» Data listing
________________
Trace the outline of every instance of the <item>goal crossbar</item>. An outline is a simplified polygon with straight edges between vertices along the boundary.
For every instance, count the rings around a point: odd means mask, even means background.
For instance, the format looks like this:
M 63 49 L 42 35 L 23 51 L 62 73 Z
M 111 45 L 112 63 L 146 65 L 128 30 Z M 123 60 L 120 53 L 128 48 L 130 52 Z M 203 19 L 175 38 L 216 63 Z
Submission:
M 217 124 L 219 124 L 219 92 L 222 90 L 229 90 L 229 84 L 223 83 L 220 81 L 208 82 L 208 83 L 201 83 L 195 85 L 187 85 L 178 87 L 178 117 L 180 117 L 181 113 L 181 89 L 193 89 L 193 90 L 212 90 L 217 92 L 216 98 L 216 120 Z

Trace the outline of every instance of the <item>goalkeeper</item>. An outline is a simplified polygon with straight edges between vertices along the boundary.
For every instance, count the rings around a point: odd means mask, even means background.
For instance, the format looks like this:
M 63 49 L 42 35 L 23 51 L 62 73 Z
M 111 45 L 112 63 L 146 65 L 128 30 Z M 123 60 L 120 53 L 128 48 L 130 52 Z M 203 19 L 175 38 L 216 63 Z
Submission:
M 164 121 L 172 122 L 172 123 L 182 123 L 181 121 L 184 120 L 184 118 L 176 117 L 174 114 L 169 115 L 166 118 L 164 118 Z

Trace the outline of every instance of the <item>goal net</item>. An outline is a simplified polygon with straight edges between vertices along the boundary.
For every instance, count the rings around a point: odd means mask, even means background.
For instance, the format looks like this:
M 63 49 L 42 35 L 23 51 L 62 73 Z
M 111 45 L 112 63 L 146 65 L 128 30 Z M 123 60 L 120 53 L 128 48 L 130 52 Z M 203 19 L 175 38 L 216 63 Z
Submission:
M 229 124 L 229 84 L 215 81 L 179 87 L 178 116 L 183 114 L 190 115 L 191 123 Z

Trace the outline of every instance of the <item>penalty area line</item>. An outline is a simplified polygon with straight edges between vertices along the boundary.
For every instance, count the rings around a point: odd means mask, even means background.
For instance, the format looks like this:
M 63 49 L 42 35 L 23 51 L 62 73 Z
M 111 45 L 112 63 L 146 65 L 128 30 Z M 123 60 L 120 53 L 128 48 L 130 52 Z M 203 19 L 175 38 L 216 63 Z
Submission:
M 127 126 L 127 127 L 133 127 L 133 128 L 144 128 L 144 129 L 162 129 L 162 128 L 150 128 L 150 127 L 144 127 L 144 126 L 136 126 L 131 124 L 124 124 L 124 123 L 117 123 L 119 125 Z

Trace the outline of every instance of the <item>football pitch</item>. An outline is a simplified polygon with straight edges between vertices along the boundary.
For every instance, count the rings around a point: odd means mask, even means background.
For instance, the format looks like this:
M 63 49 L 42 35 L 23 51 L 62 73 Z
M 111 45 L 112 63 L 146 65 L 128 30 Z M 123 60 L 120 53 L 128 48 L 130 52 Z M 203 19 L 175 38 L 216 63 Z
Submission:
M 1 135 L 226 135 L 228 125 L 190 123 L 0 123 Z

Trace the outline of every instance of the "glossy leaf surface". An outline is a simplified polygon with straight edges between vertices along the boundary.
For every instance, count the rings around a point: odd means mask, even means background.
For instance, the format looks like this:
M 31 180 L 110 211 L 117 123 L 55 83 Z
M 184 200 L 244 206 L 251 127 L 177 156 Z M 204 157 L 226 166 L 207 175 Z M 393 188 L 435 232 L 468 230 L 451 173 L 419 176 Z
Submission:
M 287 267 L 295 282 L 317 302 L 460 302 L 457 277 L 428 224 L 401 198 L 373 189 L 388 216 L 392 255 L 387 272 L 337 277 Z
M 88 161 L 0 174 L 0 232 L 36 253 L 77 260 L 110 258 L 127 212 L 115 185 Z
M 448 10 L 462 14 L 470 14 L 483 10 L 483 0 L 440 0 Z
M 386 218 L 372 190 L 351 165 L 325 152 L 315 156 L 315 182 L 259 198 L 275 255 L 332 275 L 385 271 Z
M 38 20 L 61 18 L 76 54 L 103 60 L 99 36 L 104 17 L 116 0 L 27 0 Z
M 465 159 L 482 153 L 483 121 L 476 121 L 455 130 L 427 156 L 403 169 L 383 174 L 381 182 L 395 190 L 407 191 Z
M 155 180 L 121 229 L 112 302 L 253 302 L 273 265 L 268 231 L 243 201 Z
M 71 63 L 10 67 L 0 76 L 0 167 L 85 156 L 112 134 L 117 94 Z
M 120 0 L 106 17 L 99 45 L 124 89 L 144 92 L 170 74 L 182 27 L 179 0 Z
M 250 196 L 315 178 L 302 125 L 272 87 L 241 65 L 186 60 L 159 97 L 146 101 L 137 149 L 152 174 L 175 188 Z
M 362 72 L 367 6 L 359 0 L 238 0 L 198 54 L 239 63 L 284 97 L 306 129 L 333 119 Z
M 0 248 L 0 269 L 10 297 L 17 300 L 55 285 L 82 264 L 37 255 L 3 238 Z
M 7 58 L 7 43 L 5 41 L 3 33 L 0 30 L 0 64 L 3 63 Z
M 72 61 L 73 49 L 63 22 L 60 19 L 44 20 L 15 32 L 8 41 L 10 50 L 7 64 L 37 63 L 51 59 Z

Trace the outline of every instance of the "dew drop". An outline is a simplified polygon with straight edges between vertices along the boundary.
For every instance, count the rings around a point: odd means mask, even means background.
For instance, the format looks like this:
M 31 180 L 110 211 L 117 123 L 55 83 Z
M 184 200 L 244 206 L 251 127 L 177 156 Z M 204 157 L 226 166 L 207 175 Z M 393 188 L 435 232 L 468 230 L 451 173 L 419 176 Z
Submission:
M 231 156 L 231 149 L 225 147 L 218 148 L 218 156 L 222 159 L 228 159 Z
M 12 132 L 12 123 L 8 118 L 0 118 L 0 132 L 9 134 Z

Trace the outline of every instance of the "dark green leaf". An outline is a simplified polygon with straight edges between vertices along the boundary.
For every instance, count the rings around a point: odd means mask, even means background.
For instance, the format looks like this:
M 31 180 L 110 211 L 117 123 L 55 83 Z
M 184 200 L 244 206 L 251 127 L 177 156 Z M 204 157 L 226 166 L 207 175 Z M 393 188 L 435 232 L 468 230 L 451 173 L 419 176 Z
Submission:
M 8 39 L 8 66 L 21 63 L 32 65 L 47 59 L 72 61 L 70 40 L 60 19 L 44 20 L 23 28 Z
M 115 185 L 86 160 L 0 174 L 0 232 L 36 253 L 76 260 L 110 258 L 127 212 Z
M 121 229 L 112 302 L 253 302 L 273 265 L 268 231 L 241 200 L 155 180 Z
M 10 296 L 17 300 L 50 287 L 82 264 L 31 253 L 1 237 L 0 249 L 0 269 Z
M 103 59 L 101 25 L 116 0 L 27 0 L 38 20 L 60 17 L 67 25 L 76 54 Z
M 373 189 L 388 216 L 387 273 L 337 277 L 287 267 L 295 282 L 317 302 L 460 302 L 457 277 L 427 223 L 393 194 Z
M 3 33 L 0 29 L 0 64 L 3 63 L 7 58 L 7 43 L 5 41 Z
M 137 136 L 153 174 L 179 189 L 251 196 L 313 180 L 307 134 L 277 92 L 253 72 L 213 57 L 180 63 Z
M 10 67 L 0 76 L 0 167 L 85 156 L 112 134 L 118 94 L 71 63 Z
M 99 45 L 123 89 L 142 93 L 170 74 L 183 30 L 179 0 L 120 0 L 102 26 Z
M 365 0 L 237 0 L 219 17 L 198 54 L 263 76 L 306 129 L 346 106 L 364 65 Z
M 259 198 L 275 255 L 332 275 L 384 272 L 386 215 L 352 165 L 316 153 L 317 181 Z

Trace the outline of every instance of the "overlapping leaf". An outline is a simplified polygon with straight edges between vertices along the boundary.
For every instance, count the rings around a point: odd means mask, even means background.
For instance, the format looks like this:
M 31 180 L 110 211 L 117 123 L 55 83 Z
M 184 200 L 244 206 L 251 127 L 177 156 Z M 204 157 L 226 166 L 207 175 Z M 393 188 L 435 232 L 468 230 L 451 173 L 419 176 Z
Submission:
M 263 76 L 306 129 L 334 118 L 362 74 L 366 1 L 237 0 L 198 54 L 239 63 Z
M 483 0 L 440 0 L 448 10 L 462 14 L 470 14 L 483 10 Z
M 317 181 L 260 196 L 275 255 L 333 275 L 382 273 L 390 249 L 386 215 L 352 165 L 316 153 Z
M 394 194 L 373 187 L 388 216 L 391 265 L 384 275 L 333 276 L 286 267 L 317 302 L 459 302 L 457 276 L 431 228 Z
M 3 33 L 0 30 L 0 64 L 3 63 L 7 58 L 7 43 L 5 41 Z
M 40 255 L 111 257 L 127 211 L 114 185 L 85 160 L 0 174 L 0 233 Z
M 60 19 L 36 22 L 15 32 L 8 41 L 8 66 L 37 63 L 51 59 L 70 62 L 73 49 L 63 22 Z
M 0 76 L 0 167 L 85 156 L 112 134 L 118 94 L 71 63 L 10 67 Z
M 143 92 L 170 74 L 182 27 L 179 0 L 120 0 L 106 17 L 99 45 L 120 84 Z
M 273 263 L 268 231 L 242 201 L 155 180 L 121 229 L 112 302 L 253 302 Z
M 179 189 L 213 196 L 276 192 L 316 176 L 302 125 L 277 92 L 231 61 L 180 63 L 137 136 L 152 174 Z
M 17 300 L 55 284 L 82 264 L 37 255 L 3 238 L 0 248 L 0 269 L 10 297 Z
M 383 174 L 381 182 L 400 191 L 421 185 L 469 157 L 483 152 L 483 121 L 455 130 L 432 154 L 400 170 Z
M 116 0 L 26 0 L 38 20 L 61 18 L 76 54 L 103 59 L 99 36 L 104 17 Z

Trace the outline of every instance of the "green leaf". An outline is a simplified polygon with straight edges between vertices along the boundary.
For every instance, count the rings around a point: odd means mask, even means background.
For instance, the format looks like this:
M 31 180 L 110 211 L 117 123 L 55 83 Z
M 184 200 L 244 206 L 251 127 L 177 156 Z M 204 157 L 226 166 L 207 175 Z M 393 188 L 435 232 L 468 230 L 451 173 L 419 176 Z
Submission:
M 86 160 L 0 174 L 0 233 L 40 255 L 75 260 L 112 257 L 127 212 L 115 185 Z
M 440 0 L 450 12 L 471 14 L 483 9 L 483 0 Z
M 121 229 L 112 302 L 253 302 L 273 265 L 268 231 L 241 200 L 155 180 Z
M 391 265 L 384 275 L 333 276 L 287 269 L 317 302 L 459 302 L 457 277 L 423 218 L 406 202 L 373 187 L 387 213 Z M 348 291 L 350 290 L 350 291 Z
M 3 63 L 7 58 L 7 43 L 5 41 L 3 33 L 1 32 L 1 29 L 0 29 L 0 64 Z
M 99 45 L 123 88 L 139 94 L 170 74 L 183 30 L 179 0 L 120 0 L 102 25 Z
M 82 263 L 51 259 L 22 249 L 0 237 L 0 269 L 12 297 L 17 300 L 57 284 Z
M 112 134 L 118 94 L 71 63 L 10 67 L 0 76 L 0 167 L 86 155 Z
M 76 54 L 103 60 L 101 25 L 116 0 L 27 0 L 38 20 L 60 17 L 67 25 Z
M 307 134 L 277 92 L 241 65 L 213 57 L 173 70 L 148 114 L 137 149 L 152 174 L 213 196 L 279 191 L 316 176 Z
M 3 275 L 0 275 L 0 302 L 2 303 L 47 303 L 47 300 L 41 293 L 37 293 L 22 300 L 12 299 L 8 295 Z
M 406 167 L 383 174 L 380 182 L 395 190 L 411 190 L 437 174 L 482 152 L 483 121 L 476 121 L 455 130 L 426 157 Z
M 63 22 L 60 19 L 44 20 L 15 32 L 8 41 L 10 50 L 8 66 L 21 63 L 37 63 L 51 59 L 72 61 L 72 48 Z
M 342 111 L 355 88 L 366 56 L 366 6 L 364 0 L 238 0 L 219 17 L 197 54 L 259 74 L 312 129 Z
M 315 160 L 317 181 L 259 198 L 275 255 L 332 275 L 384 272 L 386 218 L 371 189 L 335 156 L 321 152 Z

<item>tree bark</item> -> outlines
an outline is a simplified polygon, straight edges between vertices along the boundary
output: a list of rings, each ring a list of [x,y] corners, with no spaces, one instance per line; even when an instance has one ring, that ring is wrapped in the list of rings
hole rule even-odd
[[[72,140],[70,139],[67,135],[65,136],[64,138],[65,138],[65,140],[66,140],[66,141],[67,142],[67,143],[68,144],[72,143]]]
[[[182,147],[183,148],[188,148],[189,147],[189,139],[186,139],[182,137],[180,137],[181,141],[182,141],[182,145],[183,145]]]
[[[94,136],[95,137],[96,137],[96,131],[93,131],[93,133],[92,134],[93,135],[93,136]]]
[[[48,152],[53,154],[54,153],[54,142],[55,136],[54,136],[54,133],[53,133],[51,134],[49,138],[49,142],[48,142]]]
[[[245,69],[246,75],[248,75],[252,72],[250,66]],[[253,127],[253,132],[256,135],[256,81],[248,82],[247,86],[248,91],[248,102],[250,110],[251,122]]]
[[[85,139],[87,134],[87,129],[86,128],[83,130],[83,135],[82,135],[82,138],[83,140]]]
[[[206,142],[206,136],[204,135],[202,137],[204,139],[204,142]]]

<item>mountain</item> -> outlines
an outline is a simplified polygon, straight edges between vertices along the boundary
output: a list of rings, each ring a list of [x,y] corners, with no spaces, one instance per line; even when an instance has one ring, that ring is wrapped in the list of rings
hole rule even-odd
________________
» WORK TO DO
Reproduce, unchanged, the lines in the records above, from the line containing "Trace the outline of every instance of the <item>penalty" to the line containing "M 1 135 L 226", including both of those lines.

» EXERCISE RESULT
Trace the outline of every instance of the <item>penalty area line</item>. An outline is a simplified polygon with straight edges between vertices along the boundary.
For every instance, count the rings around a point: odd means mask, even means background.
For instance, the format looks like this:
M 63 49 L 42 35 L 23 51 L 62 73 Z
M 111 45 L 112 63 L 146 65 L 128 30 Z M 123 60 L 120 53 L 128 48 L 130 52 Z M 203 19 L 175 38 L 216 63 Z
Submission:
M 127 126 L 127 127 L 133 127 L 133 128 L 144 128 L 144 129 L 162 129 L 162 128 L 150 128 L 150 127 L 144 127 L 144 126 L 136 126 L 131 124 L 124 124 L 124 123 L 117 123 L 119 125 Z

Trace the outline of every instance of the <item>football pitch</item>. An outline is a simplified polygon with straight edges between vertices along the boundary.
For every instance, count the rings around a point: odd means mask, even means background.
For instance, the format looks like this:
M 63 49 L 42 35 L 23 51 L 62 73 Z
M 111 45 L 112 63 L 146 65 L 128 30 Z M 123 60 L 120 53 L 128 48 L 130 52 Z M 203 19 L 175 38 L 216 63 Z
Submission:
M 1 135 L 226 135 L 228 125 L 190 123 L 0 123 Z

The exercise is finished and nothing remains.